» What you are asked to do: Using the line that contains "Target: parked car" as the start, restate each line word for word through the final line of the material below, and return only those.

--*--

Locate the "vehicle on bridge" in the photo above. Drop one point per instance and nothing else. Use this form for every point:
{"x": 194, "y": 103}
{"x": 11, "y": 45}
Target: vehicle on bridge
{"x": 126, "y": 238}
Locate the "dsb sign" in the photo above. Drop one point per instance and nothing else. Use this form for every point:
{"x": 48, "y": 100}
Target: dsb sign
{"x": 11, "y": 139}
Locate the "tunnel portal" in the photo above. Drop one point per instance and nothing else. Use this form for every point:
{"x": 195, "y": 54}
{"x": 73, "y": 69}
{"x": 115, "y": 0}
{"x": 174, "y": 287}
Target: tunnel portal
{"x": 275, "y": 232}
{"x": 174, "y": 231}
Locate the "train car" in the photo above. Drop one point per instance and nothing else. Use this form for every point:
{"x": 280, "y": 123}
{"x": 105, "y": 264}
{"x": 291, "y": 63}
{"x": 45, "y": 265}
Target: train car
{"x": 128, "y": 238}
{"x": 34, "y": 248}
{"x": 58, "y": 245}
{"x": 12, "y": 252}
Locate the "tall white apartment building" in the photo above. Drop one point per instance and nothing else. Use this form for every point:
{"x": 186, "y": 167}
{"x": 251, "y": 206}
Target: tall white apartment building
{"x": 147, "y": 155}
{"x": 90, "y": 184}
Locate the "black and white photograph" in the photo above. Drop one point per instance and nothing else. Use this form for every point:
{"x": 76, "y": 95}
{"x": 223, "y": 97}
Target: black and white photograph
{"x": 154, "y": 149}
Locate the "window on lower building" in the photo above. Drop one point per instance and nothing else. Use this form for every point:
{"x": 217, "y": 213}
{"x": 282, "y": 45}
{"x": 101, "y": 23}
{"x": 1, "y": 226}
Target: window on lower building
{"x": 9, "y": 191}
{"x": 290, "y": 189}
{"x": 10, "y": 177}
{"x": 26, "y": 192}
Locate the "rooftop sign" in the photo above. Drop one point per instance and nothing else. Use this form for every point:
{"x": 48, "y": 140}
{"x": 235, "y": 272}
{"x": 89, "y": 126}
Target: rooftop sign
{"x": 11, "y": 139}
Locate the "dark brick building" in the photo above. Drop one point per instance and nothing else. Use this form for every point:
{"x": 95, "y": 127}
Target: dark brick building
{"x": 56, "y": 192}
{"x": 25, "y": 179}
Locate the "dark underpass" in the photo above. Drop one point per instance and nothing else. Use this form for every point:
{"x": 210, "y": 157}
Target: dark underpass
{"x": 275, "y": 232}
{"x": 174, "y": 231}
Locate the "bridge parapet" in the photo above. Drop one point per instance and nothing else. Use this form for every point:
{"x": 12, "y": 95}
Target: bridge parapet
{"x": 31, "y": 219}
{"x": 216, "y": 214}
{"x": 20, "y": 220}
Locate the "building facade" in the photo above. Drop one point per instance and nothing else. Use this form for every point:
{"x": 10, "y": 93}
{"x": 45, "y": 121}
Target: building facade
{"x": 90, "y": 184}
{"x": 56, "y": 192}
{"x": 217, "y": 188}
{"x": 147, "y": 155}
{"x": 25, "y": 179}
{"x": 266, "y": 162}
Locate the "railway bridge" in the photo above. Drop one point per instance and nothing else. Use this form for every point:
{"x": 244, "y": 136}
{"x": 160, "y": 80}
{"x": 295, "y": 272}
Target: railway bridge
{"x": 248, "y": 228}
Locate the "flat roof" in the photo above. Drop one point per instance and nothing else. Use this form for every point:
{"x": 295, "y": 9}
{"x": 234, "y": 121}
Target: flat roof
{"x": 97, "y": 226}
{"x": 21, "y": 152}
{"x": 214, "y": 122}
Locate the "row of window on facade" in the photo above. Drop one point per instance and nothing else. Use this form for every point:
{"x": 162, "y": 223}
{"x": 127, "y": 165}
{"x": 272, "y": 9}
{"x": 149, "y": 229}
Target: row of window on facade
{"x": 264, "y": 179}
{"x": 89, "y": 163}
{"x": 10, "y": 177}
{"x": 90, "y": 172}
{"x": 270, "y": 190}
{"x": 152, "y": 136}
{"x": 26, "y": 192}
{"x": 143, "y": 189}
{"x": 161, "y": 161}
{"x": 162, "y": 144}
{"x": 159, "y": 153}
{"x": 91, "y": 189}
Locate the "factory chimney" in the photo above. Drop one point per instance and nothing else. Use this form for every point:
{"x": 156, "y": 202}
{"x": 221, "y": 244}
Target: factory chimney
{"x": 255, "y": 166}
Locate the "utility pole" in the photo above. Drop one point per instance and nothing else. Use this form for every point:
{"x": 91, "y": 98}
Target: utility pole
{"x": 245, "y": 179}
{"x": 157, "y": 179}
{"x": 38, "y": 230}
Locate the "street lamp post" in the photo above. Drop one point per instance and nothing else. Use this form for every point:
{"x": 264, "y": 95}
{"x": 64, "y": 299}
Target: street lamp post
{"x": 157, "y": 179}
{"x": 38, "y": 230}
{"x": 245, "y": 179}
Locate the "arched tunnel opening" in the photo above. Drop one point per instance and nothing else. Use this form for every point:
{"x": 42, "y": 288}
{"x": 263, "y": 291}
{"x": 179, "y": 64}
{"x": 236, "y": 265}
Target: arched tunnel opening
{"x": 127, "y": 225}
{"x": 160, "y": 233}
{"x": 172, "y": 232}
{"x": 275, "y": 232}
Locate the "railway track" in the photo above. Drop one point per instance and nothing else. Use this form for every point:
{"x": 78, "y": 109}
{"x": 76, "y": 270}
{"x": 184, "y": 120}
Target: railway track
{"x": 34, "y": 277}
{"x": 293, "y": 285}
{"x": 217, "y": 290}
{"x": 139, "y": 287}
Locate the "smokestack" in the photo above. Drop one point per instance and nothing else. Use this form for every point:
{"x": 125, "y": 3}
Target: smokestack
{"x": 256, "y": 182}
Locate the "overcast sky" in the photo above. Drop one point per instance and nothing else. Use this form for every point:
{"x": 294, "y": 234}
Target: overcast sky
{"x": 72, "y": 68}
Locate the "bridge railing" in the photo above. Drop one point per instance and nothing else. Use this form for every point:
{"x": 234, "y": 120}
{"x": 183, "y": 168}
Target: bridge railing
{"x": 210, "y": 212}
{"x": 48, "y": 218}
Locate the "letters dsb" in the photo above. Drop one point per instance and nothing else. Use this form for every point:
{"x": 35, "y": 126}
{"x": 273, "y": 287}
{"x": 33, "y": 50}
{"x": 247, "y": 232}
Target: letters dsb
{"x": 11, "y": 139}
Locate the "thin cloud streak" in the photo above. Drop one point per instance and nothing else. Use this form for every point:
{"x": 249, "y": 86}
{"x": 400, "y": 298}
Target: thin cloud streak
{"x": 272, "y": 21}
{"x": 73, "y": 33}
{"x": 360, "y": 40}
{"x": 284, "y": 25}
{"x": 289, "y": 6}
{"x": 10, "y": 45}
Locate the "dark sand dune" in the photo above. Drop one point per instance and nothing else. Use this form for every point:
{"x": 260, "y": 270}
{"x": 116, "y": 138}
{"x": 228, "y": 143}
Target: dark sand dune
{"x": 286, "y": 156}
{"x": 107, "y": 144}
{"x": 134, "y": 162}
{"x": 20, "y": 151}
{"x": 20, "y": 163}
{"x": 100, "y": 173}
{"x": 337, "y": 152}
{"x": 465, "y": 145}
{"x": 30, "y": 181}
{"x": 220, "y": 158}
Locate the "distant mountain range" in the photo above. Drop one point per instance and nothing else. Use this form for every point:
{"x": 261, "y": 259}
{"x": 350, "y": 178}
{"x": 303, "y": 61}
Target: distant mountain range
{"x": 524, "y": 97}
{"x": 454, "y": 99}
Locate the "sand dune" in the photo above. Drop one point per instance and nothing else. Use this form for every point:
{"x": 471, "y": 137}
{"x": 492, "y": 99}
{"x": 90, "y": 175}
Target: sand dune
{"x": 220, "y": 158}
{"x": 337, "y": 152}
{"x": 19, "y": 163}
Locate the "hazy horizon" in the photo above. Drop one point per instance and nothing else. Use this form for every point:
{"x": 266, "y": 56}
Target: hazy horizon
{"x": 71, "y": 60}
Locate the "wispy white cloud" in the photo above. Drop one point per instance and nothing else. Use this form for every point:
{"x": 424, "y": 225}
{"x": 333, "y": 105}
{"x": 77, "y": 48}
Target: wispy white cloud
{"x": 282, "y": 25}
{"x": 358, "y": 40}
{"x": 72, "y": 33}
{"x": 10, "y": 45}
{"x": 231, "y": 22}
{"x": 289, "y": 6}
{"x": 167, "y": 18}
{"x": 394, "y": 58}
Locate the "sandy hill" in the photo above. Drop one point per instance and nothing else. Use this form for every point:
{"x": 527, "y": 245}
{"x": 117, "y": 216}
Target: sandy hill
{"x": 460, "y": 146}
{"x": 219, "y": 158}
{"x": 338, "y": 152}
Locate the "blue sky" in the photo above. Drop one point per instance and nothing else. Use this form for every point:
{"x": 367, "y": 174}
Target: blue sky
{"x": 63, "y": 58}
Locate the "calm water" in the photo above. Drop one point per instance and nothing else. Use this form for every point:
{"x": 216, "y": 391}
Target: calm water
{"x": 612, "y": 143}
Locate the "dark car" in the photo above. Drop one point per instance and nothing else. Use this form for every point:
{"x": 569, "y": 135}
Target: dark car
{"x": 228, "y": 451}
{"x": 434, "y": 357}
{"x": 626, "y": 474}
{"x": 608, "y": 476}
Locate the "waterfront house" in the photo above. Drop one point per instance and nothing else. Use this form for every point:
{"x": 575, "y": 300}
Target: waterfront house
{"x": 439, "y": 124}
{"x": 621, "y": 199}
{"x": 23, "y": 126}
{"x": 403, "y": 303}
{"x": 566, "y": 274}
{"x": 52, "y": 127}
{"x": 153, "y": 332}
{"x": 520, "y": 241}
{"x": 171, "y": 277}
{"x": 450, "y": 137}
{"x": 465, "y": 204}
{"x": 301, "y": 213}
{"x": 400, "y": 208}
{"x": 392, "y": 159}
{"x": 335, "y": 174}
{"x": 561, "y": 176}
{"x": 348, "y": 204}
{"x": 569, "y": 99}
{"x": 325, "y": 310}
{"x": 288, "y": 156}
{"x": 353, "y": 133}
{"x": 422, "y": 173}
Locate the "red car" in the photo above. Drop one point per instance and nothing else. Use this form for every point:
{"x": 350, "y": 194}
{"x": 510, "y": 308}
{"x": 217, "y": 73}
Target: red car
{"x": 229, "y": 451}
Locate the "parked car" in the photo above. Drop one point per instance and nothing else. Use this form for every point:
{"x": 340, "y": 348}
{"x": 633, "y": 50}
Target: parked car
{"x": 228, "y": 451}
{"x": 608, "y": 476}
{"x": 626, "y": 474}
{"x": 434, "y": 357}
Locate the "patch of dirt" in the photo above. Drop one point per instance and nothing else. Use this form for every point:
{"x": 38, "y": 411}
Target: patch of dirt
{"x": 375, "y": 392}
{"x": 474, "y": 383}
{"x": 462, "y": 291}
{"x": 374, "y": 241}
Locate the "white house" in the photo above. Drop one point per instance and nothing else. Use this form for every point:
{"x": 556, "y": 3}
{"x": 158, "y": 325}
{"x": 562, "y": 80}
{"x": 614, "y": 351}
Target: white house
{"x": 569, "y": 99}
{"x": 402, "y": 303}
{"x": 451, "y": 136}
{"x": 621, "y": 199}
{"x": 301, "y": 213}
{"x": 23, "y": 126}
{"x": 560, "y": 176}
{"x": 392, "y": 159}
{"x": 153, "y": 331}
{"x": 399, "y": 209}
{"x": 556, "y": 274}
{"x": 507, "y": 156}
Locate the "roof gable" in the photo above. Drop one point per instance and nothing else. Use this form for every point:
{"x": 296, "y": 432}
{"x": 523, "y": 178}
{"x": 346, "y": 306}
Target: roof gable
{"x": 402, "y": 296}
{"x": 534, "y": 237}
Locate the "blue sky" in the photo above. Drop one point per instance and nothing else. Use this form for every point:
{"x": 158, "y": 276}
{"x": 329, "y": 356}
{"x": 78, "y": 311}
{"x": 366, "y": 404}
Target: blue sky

--*--

» Solution to this exercise:
Target: parked car
{"x": 228, "y": 451}
{"x": 608, "y": 476}
{"x": 626, "y": 474}
{"x": 434, "y": 357}
Locate the "patch of dirt" in the photo above. Drop one point per instance and nothing else. Use this form for every point:
{"x": 38, "y": 411}
Target: patch of dirt
{"x": 375, "y": 392}
{"x": 474, "y": 383}
{"x": 462, "y": 291}
{"x": 374, "y": 241}
Locate the "white house" in the photo above. Drop one point per instance and nothing else. Use this form for every point:
{"x": 556, "y": 3}
{"x": 158, "y": 325}
{"x": 562, "y": 80}
{"x": 614, "y": 351}
Target: white house
{"x": 569, "y": 99}
{"x": 402, "y": 303}
{"x": 451, "y": 136}
{"x": 621, "y": 199}
{"x": 301, "y": 213}
{"x": 23, "y": 126}
{"x": 560, "y": 176}
{"x": 392, "y": 159}
{"x": 153, "y": 331}
{"x": 399, "y": 209}
{"x": 556, "y": 274}
{"x": 507, "y": 156}
Locate the "roof gable" in the photo above. Drop one point per instance and nothing else. Use this form for every point:
{"x": 296, "y": 432}
{"x": 523, "y": 178}
{"x": 346, "y": 306}
Target: roof gable
{"x": 402, "y": 296}
{"x": 534, "y": 237}
Locate the "blue sky" in the photo above. Drop one point per instance and nothing else. Use this form for every point:
{"x": 158, "y": 276}
{"x": 329, "y": 356}
{"x": 78, "y": 311}
{"x": 366, "y": 404}
Target: blue sky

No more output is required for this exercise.